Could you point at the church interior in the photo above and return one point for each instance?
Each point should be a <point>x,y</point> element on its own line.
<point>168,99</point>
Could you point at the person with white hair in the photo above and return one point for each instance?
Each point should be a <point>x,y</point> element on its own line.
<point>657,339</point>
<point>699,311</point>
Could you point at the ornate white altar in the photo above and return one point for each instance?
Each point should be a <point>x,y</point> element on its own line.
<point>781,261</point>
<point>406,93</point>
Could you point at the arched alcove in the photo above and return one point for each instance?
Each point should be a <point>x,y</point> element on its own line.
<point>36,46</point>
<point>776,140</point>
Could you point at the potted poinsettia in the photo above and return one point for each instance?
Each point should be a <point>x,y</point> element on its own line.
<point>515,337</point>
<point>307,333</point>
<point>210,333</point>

==========

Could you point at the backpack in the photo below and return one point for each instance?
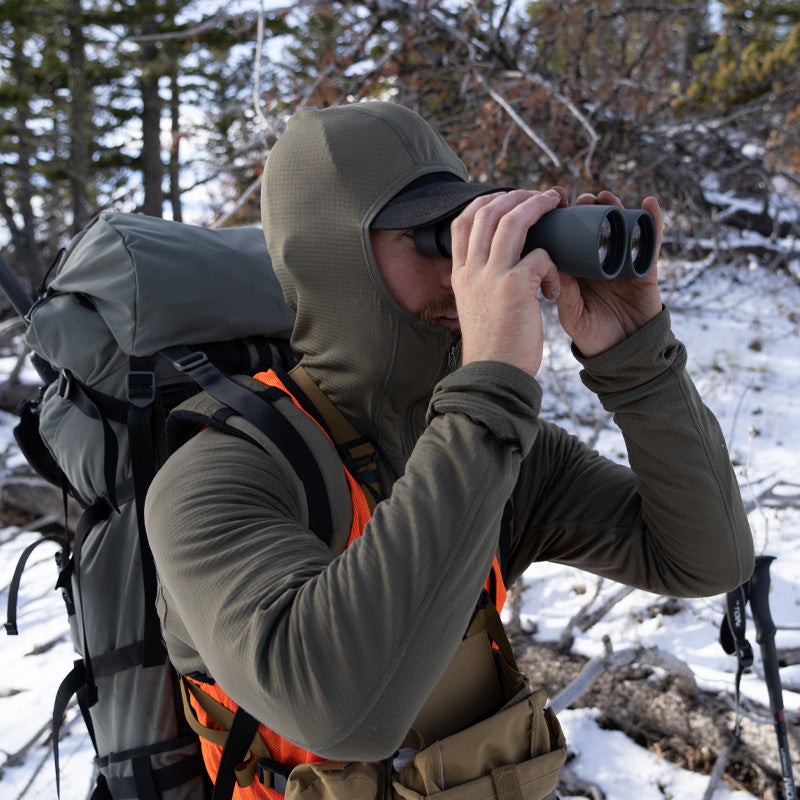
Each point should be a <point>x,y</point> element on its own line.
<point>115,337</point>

==========

**EXERCISE DESCRIPTION**
Search the listing above for the string "instance". Copy every line that contains it.

**EXERCISE ANSWER**
Could you point at the church interior in the photo above and return one point for each instance?
Could you point at the person with white hair in the photo above and return one point for each instance?
Could you point at the ornate white altar in the photo above and return one point for each instance?
Could you point at the arched alcove in the photo above and return one point for each instance?
Could you point at the potted poinsettia in the photo above and return one point for each instance?
Could you point at the backpack in the photo below and return one point for each instance?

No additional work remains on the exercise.